Questions on the material
• 1. From the forum thread about the new registered doe kid, extract the stretch from "## Crossroads Boers" through "trad. bucks.... so.".
• 2. In the records, take the stretch from the start through the line containing "box: [336, 87, 413, 389]", and replace "positive clicks" with "foreground clicks". Return only that stretch, with everything else left unchanged.

Text segment Block Start

# New registered doe kid!!



## Blackheadedboers (Dec 19, 2013)

I would like to introduce Solar Flare! She is out of my very first registered buck and doe. I'm super excited to see how she grows. She's small but a little chunky monkey. Her sire comes from mcr and eggs lines. The picture of her site is from when he was being shown. What are your guys thoughts??


----------



## Crossroads Boers (Feb 19, 2011)

She's gorgeous!  Very cool! Congrats! There's one more case of traditional x traditional that produced color. I'm totally trying that this year. I've got a trad. doe bred to a trad. buck and am expecting triplets paint does. LOL My paints bred to paints give me trad. bucks.... so.


----------



## Blackheadedboers (Dec 19, 2013)

Thank you!! She is such a character. And very affectionate. I know how that is I bred a couple solid goats and got traditional kids. I may be jumping the gun but I'm thinking about ai ing her next year.

Text segment Block End
Entries provided Block Start

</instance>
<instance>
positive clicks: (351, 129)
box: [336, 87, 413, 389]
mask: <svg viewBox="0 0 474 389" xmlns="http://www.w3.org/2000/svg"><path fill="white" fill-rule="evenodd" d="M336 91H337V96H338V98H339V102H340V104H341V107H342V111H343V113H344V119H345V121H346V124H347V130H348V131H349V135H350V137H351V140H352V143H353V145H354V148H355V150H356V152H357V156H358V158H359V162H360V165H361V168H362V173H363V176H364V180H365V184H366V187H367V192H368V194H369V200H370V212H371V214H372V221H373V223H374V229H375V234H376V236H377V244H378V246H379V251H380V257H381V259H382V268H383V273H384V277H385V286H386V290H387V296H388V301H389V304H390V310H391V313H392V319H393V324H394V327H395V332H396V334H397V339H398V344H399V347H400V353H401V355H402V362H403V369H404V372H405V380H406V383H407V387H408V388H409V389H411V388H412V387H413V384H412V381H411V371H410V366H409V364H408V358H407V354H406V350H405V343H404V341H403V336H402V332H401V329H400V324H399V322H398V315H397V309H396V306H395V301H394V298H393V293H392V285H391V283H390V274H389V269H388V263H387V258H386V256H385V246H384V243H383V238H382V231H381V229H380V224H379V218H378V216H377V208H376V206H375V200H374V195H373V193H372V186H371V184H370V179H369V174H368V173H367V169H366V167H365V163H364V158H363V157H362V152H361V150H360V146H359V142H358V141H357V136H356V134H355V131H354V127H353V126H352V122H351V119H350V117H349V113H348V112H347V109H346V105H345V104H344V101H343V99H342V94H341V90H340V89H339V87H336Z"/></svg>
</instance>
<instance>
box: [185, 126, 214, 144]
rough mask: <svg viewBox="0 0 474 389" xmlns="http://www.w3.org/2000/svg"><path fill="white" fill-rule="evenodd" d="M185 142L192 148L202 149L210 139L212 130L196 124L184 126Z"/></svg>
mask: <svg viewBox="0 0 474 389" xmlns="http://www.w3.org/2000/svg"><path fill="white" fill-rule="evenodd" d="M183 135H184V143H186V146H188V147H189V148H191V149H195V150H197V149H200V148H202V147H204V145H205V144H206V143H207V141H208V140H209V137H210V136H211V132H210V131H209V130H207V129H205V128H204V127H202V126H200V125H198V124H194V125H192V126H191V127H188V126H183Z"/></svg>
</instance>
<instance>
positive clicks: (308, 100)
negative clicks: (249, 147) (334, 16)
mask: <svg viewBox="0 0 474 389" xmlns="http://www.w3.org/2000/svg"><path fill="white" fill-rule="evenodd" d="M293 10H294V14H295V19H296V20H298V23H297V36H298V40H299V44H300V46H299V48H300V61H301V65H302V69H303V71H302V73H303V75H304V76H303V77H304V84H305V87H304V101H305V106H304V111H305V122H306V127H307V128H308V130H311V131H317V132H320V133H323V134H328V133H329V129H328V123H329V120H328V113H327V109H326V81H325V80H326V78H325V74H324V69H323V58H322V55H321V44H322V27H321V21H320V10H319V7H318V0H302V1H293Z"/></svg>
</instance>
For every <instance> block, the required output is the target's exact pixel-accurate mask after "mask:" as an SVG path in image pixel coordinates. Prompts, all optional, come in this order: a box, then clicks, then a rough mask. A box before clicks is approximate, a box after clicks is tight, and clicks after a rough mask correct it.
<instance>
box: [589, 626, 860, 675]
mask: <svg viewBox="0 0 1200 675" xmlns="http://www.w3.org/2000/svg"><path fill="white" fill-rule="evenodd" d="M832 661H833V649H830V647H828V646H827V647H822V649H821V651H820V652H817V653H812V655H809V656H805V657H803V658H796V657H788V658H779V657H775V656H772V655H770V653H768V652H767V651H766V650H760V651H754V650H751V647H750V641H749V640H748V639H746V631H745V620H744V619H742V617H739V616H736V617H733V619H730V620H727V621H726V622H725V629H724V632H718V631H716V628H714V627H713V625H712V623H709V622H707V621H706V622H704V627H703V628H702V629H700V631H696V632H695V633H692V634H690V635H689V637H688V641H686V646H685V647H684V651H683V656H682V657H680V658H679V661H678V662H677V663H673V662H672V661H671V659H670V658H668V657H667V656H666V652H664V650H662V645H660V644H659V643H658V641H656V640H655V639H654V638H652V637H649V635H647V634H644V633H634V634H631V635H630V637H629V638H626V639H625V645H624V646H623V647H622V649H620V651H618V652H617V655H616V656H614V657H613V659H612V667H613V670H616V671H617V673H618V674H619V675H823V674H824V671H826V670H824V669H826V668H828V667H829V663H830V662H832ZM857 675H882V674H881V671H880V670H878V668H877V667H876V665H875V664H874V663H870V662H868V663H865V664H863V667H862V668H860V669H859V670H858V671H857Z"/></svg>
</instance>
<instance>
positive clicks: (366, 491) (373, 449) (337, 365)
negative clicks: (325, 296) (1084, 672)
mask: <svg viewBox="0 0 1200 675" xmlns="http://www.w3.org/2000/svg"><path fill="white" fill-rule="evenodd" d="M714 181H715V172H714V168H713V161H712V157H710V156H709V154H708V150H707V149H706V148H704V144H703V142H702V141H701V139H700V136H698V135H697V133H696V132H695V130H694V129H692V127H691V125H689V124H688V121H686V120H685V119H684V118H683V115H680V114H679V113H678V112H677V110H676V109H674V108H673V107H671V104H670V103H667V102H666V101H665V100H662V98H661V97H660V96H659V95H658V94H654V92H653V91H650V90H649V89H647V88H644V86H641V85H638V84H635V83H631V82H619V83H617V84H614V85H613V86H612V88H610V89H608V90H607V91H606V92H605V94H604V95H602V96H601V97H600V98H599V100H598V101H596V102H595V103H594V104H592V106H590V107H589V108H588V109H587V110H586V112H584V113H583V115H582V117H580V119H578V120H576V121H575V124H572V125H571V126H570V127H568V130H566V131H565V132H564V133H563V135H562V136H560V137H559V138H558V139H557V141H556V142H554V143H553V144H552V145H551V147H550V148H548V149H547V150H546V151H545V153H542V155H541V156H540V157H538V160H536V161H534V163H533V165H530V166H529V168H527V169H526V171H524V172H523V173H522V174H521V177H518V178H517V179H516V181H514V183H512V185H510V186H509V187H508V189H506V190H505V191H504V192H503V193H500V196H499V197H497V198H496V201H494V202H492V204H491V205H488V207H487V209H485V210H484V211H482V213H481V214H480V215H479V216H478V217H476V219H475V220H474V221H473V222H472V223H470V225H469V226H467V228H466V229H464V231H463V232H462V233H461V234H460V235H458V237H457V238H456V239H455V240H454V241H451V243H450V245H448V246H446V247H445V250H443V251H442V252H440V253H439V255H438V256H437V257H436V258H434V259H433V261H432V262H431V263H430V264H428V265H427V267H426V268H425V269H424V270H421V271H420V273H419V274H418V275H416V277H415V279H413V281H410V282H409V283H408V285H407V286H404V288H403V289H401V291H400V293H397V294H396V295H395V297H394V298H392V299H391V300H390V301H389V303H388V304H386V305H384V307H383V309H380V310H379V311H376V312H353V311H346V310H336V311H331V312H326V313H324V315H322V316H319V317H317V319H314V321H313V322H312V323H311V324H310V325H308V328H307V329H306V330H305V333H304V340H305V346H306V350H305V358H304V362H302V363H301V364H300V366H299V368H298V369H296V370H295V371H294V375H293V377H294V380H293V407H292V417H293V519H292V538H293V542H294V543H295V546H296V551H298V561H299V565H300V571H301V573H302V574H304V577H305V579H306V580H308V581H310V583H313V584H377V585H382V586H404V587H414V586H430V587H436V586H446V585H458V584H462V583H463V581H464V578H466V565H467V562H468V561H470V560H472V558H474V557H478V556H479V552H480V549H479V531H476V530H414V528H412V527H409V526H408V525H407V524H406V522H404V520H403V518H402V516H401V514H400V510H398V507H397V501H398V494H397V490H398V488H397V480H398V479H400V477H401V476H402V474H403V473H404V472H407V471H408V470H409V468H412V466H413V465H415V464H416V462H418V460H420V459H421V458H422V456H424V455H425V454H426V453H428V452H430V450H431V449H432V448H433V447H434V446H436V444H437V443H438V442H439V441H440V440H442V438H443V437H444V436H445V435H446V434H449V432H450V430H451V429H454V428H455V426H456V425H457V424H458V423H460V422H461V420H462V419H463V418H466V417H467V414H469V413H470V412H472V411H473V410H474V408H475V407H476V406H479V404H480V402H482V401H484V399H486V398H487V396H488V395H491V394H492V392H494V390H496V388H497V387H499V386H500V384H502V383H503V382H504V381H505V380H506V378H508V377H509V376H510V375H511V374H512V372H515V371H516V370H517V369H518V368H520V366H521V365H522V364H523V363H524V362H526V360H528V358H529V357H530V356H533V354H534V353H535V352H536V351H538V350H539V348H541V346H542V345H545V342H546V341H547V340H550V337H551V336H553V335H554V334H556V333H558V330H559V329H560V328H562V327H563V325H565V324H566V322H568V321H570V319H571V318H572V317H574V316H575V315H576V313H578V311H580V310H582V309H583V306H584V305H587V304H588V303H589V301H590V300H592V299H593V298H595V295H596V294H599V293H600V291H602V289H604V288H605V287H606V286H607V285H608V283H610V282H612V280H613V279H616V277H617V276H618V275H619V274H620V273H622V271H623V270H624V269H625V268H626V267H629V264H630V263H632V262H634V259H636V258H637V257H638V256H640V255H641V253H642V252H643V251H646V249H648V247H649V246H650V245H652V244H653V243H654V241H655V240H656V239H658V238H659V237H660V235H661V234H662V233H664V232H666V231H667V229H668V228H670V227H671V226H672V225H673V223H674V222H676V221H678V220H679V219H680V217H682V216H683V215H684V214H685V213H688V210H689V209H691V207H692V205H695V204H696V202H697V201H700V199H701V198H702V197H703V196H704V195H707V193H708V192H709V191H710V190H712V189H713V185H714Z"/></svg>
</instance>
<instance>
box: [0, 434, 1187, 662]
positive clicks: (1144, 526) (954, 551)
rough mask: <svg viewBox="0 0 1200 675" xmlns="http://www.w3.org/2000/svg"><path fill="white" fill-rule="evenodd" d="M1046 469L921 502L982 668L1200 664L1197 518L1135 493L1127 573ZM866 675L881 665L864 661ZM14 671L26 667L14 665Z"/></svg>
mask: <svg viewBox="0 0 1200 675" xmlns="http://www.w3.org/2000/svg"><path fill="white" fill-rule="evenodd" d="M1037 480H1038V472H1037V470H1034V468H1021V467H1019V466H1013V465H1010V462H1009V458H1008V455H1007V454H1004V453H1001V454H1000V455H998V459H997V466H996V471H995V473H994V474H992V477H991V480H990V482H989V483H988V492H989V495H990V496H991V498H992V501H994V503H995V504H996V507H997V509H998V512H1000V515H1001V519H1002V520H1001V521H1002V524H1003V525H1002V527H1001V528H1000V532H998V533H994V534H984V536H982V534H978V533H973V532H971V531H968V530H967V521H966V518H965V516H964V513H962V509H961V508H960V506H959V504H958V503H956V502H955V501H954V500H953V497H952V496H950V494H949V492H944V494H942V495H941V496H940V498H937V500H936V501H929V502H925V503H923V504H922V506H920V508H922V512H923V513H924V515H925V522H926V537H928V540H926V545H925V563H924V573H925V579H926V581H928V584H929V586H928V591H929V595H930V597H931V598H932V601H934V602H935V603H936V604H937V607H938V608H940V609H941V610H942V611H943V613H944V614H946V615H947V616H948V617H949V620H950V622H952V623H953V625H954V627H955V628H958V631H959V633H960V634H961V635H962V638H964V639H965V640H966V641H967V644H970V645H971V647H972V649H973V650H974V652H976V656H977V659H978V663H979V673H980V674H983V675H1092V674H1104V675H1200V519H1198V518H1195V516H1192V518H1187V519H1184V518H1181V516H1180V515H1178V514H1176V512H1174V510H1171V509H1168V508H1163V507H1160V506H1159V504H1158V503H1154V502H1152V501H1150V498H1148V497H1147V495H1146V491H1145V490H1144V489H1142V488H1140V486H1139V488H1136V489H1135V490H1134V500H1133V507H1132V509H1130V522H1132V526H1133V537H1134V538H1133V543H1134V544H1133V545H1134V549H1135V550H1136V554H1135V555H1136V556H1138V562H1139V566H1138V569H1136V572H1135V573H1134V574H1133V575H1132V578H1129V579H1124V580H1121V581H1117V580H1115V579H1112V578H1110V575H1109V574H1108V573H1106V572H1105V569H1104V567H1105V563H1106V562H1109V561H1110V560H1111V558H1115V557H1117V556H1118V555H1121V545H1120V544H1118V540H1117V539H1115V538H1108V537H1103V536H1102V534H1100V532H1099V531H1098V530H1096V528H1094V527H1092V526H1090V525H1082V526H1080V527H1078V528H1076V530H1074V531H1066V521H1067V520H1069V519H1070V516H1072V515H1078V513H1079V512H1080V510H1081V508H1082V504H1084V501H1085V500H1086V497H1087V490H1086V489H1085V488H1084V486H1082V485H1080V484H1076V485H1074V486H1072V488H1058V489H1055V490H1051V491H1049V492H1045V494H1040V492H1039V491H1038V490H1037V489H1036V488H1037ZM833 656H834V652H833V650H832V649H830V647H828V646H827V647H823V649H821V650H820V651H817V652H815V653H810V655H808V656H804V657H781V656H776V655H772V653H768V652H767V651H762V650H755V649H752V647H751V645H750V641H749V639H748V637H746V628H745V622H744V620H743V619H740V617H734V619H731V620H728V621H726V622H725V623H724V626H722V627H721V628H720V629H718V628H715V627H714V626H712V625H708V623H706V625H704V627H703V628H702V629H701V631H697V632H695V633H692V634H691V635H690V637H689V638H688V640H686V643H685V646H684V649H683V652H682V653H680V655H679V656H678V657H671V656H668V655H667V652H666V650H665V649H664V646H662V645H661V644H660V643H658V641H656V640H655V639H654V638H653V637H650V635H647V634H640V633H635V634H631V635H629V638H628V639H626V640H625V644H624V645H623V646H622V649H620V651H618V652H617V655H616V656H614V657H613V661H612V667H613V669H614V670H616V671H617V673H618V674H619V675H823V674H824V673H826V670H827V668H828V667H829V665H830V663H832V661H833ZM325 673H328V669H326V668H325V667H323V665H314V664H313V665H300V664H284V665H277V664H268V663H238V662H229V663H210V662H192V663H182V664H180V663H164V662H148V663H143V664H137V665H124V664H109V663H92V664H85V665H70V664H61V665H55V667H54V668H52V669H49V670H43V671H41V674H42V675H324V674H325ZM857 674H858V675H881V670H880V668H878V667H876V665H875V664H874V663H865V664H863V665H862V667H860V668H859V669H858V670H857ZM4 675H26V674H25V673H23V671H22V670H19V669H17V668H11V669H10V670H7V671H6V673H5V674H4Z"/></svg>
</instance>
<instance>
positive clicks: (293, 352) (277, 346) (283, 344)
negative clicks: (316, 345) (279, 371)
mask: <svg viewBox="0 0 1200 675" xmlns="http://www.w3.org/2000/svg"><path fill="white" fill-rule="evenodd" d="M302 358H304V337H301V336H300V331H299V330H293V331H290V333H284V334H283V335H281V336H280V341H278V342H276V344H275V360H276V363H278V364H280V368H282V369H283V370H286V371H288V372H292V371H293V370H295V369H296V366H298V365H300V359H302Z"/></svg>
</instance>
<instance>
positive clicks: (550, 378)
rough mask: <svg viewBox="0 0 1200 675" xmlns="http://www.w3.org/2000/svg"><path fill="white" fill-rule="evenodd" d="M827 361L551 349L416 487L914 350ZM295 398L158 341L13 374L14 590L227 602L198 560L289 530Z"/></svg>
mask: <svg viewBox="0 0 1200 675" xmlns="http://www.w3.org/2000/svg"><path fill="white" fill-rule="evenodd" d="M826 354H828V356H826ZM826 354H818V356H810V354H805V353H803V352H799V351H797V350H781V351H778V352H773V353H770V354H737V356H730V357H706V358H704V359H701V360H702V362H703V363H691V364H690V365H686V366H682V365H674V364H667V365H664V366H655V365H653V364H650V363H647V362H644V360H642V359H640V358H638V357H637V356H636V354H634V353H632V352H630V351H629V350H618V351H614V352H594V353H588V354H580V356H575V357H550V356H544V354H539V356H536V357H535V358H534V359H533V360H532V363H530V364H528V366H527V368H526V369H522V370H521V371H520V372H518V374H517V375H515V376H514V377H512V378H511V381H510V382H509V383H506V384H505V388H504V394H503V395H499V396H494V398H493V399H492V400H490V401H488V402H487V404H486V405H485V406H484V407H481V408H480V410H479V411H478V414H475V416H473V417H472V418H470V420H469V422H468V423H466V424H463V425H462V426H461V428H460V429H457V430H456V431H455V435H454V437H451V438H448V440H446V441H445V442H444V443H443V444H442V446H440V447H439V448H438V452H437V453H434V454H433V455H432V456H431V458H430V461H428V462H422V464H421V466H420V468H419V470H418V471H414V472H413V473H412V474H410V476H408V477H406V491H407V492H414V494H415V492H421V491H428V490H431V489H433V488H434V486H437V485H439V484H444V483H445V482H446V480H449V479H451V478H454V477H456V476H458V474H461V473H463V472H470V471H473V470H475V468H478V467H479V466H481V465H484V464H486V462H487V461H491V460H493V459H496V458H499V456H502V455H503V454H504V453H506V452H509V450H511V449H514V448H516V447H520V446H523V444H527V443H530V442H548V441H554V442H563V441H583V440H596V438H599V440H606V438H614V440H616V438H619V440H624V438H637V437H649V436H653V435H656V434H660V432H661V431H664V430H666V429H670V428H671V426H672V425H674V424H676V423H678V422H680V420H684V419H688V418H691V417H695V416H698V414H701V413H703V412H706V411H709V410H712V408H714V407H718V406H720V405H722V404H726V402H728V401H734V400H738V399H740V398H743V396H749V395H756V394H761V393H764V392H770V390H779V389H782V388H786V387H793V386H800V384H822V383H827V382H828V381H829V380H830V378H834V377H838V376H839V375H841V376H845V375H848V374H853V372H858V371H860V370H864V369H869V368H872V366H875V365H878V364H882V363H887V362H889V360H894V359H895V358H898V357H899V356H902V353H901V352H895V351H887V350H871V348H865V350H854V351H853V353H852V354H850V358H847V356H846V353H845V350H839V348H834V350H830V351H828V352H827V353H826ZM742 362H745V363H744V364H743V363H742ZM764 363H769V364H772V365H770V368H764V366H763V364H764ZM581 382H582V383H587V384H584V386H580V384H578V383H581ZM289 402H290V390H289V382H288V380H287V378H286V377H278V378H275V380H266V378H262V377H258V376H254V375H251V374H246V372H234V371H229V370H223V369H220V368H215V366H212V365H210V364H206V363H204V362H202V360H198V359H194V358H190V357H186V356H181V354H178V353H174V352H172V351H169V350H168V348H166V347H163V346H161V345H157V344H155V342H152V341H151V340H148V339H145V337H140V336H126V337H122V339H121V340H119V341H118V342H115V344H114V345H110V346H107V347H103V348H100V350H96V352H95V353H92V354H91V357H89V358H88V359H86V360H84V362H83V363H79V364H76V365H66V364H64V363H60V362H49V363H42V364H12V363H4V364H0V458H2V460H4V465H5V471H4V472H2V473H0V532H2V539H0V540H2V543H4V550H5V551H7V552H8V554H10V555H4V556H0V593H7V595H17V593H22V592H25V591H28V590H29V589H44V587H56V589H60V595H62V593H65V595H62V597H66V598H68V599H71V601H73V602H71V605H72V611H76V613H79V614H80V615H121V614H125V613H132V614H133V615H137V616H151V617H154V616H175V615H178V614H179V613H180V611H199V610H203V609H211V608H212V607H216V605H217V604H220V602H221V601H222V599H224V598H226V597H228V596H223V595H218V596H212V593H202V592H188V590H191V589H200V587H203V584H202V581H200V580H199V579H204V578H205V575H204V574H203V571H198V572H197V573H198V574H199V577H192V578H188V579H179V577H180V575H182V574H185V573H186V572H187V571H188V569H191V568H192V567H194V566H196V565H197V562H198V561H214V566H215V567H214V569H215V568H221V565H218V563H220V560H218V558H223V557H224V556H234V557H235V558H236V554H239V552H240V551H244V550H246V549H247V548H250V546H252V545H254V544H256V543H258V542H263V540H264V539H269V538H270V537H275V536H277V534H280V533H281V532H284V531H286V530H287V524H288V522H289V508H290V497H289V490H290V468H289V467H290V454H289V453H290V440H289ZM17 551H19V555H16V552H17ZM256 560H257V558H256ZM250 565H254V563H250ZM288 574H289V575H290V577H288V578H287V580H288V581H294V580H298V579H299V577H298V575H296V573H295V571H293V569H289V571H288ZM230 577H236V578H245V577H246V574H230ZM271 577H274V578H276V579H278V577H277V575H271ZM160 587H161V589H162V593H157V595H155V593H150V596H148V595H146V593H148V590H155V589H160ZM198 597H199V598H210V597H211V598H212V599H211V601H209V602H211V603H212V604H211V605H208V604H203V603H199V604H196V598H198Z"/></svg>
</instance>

Entries provided Block End

Answers below
• 1.
## Crossroads Boers (Feb 19, 2011)

She's gorgeous!  Very cool! Congrats! There's one more case of traditional x traditional that produced color. I'm totally trying that this year. I've got a trad. doe bred to a trad. buck and am expecting triplets paint does. LOL My paints bred to paints give me trad. bucks.... so.

• 2.
</instance>
<instance>
foreground clicks: (351, 129)
box: [336, 87, 413, 389]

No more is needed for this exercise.